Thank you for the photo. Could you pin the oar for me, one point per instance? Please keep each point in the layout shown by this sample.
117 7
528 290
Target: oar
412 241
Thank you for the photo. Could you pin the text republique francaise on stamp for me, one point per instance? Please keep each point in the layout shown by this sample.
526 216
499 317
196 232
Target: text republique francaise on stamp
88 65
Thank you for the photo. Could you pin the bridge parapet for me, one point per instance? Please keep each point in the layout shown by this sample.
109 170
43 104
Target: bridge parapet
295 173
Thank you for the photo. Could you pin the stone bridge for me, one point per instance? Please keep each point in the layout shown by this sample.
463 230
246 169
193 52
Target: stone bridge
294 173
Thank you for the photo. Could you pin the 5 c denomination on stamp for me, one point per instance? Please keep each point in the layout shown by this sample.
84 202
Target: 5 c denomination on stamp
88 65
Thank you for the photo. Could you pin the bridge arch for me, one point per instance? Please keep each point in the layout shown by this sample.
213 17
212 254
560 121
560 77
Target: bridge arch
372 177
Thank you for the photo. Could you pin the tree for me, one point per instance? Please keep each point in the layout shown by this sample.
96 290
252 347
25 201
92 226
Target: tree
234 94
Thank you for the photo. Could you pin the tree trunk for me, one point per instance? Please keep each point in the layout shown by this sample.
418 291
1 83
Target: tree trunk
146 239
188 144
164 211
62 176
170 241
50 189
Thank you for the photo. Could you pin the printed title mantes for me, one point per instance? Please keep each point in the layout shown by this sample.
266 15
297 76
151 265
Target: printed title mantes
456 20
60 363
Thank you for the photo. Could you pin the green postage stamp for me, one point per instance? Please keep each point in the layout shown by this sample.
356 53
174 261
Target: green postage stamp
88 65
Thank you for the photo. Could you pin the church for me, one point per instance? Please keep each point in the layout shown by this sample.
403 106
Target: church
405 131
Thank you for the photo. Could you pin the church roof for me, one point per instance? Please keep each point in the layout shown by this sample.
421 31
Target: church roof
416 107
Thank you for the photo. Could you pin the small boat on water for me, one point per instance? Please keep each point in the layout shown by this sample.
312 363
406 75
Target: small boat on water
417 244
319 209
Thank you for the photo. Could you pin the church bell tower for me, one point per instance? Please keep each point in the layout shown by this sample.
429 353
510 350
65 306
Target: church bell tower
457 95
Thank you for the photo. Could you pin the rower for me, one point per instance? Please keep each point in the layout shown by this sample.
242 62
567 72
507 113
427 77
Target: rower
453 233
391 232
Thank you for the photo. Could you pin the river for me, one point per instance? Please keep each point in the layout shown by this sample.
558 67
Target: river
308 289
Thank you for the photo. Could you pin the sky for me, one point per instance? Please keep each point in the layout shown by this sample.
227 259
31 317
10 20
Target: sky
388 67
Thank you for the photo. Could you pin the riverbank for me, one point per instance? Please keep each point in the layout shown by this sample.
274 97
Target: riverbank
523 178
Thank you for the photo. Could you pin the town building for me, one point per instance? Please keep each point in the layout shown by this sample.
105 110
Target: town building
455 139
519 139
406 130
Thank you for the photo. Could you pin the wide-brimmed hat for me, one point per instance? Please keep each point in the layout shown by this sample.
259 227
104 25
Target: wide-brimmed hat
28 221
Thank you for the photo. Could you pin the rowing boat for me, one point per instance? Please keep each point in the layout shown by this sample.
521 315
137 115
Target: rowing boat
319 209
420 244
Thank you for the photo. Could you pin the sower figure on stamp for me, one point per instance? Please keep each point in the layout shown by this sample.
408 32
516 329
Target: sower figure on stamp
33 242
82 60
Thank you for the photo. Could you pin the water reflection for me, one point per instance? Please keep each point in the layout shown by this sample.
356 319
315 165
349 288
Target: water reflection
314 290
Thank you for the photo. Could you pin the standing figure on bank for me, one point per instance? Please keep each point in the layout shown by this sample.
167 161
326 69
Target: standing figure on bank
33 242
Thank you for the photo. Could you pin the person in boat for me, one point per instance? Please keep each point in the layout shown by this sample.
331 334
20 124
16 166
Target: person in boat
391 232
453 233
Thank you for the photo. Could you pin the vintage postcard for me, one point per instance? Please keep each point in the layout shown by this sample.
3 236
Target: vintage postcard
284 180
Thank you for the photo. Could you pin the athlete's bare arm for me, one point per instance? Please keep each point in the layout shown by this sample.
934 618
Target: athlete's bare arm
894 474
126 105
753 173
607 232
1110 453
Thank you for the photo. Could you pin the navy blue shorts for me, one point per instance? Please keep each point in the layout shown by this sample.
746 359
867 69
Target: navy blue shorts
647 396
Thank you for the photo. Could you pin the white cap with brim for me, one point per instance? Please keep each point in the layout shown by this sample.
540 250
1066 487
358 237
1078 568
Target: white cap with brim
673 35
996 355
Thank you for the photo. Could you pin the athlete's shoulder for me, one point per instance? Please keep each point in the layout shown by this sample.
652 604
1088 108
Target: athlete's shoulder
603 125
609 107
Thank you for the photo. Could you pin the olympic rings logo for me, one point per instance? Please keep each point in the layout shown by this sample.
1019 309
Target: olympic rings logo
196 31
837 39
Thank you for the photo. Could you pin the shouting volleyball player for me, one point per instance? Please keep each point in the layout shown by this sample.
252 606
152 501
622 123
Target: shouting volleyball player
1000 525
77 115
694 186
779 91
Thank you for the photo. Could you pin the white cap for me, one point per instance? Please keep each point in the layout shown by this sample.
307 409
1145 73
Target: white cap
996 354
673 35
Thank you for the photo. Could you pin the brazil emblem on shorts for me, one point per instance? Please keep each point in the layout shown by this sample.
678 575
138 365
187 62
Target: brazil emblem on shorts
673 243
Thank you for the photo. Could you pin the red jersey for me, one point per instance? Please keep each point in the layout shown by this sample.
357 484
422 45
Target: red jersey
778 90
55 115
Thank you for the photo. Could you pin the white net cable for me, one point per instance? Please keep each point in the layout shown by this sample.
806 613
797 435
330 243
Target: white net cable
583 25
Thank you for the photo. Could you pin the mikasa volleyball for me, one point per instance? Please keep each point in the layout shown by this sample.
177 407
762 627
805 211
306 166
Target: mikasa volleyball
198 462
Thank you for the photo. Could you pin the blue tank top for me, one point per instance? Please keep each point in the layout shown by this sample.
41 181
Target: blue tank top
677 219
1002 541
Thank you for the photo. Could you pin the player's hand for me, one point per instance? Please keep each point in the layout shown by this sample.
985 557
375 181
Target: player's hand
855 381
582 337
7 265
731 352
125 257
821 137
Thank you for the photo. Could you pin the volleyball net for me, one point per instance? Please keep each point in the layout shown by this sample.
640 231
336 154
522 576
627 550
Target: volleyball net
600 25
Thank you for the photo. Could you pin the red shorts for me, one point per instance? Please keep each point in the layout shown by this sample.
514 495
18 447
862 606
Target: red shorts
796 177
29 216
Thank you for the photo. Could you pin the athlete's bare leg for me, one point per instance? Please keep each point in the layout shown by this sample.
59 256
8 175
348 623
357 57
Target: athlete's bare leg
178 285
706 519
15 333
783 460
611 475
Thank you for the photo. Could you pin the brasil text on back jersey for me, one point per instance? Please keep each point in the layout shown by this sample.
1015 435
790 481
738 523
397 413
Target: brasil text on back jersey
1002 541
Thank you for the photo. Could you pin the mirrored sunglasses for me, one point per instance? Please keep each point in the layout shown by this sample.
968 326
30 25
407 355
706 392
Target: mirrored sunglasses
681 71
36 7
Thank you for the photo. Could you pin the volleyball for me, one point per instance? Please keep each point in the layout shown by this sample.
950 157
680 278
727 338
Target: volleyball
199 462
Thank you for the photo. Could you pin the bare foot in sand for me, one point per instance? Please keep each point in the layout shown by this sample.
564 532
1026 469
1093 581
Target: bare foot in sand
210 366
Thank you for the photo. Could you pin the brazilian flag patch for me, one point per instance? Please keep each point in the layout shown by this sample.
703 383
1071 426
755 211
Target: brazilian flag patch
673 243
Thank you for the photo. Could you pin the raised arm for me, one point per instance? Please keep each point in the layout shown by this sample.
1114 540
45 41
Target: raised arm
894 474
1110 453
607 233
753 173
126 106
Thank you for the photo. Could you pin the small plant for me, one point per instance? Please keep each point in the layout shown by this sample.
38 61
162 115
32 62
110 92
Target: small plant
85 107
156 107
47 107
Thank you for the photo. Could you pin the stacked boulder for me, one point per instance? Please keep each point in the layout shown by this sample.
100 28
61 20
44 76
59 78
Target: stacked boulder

■ ■ ■ ■

▶ **Task to carry out**
Could you give again exactly the lines from the line containing "Thank you for the photo. Could you pin the mirrored" through the final line of the data above, and no others?

▶ **Answer below**
Thank you for the photo. Could you pin the mirrored sunglasses for me, one point per instance? Please keep each point in the layout shown by this sample.
968 326
30 25
407 355
706 392
Target: mirrored sunglasses
681 71
36 7
Thank you for the photo. Could you pin the volleyball for me, one point per instance? Please keep each point in the layout shown by this sample.
950 157
680 278
727 338
Target: volleyball
199 462
Thank you for the photo. Could you pin the bare foot in sand for me, one point per instance? Please keep each point in the layout shown by this sample.
564 532
1026 469
1093 581
Target: bare foot in sand
210 366
Thank you for the photo. Could you pin the brazilian flag patch for me, one point per instance? Please keep each point in the layout shown by this sample.
703 383
1071 426
755 211
Target: brazilian flag patch
673 243
Thank you for the photo. Could you pin the raised arm for me, one point per instance? Please keep each point in the layout shown by this sample.
1114 540
45 41
Target: raised arm
894 474
1110 453
607 233
753 173
126 106
Thank you for the photo. Could you pin the small plant for me, one point per instance? Please keep each point in the layout shown by this sample.
38 61
162 115
32 62
110 92
Target: small plant
85 107
156 107
47 107
Thank you for the photo. Could you pin the stacked boulder for me, one point per instance? Please keep each point in the layout shown by this sample.
100 28
61 20
44 76
59 78
Target: stacked boulder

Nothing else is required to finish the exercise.